- WORK REQUIRED
Print verbatim every line starting at the one that contains "Where can the paint" and ending at the final line of the records; include both endpoints.

- PROVIDED DATA
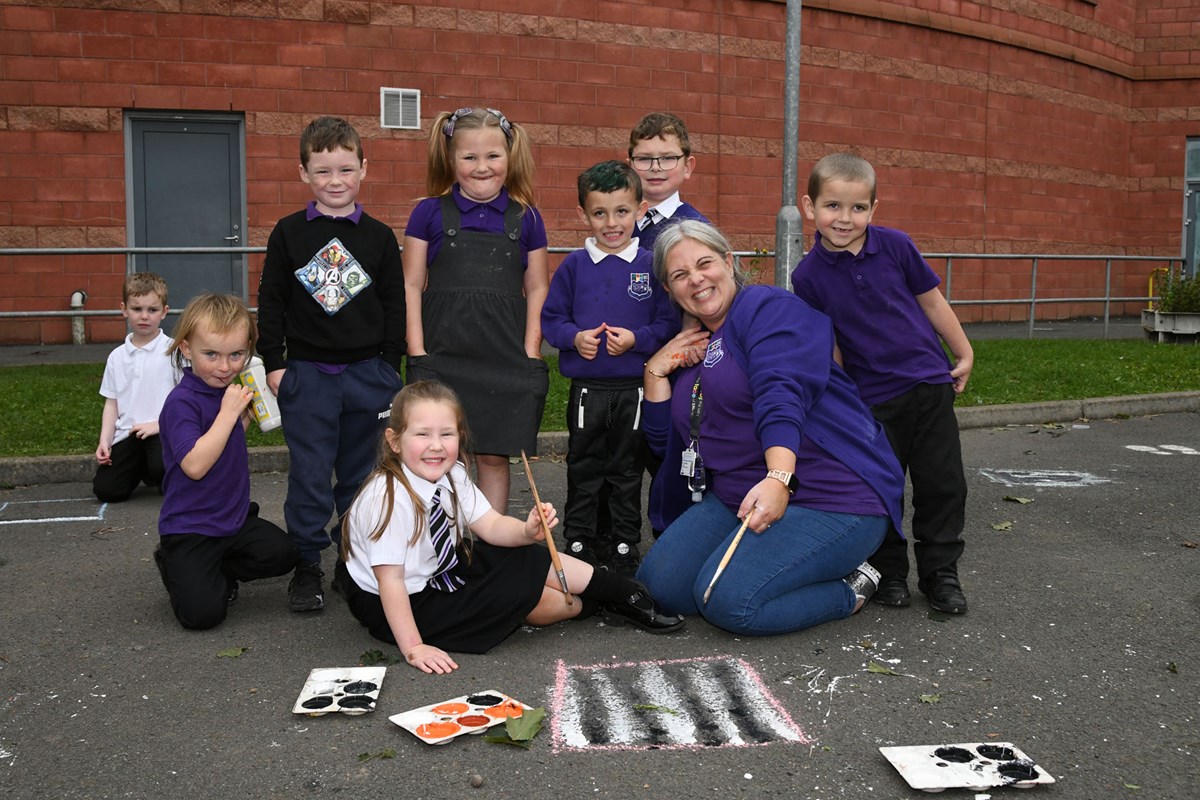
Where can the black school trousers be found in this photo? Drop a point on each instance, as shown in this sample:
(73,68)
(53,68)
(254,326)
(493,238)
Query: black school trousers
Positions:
(198,571)
(924,435)
(604,459)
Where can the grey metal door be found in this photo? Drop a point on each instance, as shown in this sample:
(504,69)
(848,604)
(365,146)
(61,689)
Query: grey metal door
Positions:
(1192,229)
(186,188)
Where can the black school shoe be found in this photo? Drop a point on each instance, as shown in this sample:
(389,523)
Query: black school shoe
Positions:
(893,591)
(639,609)
(625,559)
(945,593)
(305,593)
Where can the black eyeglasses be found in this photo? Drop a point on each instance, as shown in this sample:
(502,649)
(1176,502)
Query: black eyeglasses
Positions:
(666,163)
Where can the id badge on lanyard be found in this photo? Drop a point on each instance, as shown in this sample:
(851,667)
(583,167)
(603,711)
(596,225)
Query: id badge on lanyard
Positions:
(691,465)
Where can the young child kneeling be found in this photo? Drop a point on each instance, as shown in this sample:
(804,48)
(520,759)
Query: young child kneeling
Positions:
(413,582)
(210,534)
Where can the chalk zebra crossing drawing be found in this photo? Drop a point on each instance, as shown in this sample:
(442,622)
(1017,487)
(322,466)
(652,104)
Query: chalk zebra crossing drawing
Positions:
(688,703)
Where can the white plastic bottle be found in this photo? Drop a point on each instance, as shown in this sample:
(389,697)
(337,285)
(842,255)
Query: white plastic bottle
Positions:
(263,405)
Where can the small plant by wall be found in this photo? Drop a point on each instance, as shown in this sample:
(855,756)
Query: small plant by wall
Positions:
(1177,293)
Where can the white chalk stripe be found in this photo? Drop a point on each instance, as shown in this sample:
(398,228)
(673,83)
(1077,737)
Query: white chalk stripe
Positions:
(623,727)
(715,699)
(679,726)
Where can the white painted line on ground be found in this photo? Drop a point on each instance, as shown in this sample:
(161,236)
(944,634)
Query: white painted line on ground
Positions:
(99,516)
(1043,477)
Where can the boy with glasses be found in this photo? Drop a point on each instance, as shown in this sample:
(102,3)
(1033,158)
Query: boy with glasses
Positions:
(660,152)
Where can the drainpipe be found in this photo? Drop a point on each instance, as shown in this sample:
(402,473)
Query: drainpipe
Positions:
(78,335)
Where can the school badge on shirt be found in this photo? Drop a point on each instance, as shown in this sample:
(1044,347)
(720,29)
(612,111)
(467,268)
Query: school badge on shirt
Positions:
(714,353)
(640,286)
(333,277)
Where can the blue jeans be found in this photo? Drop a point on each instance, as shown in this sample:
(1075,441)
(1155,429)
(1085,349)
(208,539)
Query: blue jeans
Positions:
(784,579)
(331,425)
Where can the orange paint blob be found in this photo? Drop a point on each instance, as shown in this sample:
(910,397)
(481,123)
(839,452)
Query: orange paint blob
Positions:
(474,720)
(505,709)
(437,729)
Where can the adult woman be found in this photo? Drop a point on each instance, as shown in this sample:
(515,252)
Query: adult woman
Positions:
(767,425)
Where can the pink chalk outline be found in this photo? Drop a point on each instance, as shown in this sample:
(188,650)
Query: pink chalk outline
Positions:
(561,673)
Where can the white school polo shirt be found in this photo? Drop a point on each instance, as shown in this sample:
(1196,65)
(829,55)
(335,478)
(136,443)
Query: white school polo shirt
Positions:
(139,380)
(393,546)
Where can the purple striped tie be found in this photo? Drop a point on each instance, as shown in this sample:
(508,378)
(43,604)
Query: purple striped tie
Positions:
(443,546)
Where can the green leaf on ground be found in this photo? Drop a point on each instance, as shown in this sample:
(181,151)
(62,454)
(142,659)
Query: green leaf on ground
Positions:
(880,669)
(520,731)
(376,657)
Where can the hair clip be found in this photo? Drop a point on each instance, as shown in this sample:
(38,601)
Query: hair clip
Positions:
(505,126)
(448,127)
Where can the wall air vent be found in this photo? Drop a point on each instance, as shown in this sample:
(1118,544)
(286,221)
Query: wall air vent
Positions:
(400,108)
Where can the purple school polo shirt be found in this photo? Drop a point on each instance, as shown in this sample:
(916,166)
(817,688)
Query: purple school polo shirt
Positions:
(887,342)
(425,222)
(217,504)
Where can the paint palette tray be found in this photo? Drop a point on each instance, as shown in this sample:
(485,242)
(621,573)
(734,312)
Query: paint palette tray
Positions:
(349,690)
(977,765)
(441,722)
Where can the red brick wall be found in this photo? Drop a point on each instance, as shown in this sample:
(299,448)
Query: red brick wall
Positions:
(996,126)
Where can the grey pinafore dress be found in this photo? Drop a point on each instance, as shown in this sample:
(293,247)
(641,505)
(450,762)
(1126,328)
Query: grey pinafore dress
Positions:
(473,312)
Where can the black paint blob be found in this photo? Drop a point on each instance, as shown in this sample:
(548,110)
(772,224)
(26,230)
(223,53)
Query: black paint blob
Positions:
(996,752)
(319,702)
(1014,771)
(955,755)
(357,702)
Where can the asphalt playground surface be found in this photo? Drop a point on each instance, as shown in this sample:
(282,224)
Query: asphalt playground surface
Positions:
(1080,649)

- RESULT BELOW
Where can the paint palette tray be found in this photo? Drop a point on each instance, as shown in this sample:
(485,242)
(621,573)
(734,312)
Query: paint palette tray
Positions:
(349,690)
(977,765)
(441,722)
Where can the red brick wall be found in this photo? Drop a point on each instance, as shown in this sample:
(299,448)
Query: red brick wall
Positions:
(996,126)
Where can the grey pinafore dress be found in this photo? Drop a point on each instance, as shown in this sample:
(293,247)
(641,505)
(450,762)
(1126,328)
Query: grey pinafore dress
Positions:
(473,312)
Where can the black paint blob be found in this photo? Drop a point on each instance, as shown in this sample:
(548,110)
(772,224)
(26,230)
(223,53)
Query: black paint blob
Positions:
(996,752)
(319,702)
(1014,771)
(955,755)
(357,702)
Where can the asphalt playground surface be found in this photo? Drop a point on each instance, as shown in this sample:
(282,224)
Query: asphalt playground surface
Positions:
(1080,649)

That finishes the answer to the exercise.